Text block
__________________________________________________
6 Little-Known Signs Your Child Is Very Dehydrated

Babies and children are far more at risk of dehydration in hot weather.
SanyaSM via Getty Images

We’re set to bask in temperatures of up to 30°C this weekend – which has prompted the UK’s Health Security Agency (UKHSA) to issue an amber heat health alert in five regions across England.

The alert is currently in place from Friday 9 June to Monday 12 June in the West Midlands, East Midlands, East of England, South East and South West.

“An amber alert indicates that weather impacts are likely to be felt across the whole health service, and at this level we may begin to see some health impacts across the wider population, not just the most vulnerable,” says UKHSA.

As a result, parents will need to keep little ones protected from the heat – and sun – during the warmer days, like Saturday when temperatures are set to peak. This is particularly important as babies and children are far more at risk of dehydration than the rest of us.

Keeping kids hydrated can be tricky at the best of times. Often, little ones won’t ask for a drink or reach for a drink unless it’s right in front of them – so it’s key that parents keep offering those all-important sips throughout the day.

Some types of food can also offer hydration, such as watermelon, cucumber, apples, peaches, melons, strawberries and tomatoes – so having healthy snacks to hand can also help.

Dehydration in children is pretty common – and dark yellow or brown urine is usually a sign they need to drink much more, as is feeling thirsty, peeing less, feeling tired, and having a dry mouth, lips or tongue.

There are also some signs of severe dehydration to keep an eye out for over the sunny weekend.

If your child is showing any of these symptoms, it’s important to speak to your GP (if they’re open) or call NHS 111:

1. Appearing unusual drowsy or confused and disorientated,

2. Sunken eyes or crying with few/no tears,

3. Cold hands,

4. Breathing faster than usual and having a fast heart rate,

5. Soft spot appears on their head that sinks inwards (in babies),

6. Fewer wet nappies (in babies) or your child is peeing less than normal.

Dr Agostinho Sousa, head of extreme events and health protection at UKHSA, urged people to keep out of the sun at the hottest time of the day (between 11am and 3pm), to walk dogs or exercise earlier in the morning or later in the evening, and to keep homes cool by closing windows and curtains in rooms that face the sun.

If you do go outside, it’s important to cover up with suitable clothing such as an appropriate hat and sunglasses, seek shade and apply sunscreen regularly.
__________________________________________________
Tasks
1 > In the article on child dehydration, between which hours does Dr Agostinho Sousa advise people to keep out of the sun?
2 > Turn the paragraph of the article on child dehydration that begins "Dr Agostinho Sousa, head of extreme events" into a short bulleted list of his advice.
__________________________________________________
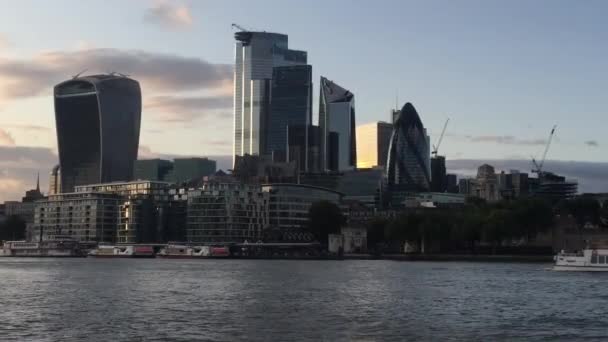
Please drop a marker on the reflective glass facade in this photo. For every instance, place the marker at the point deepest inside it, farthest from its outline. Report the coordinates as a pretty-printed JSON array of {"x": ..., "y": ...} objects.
[
  {"x": 373, "y": 140},
  {"x": 408, "y": 164},
  {"x": 291, "y": 105},
  {"x": 256, "y": 54},
  {"x": 98, "y": 121},
  {"x": 337, "y": 114}
]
__________________________________________________
Results for each task
1 > Between 11am and 3pm.

2 >
Dr Agostinho Sousa, head of extreme events and health protection at UKHSA, urged people to:
- keep out of the sun between 11am and 3pm
- walk dogs or exercise earlier in the morning or later in the evening
- keep homes cool by closing windows and curtains in rooms that face the sun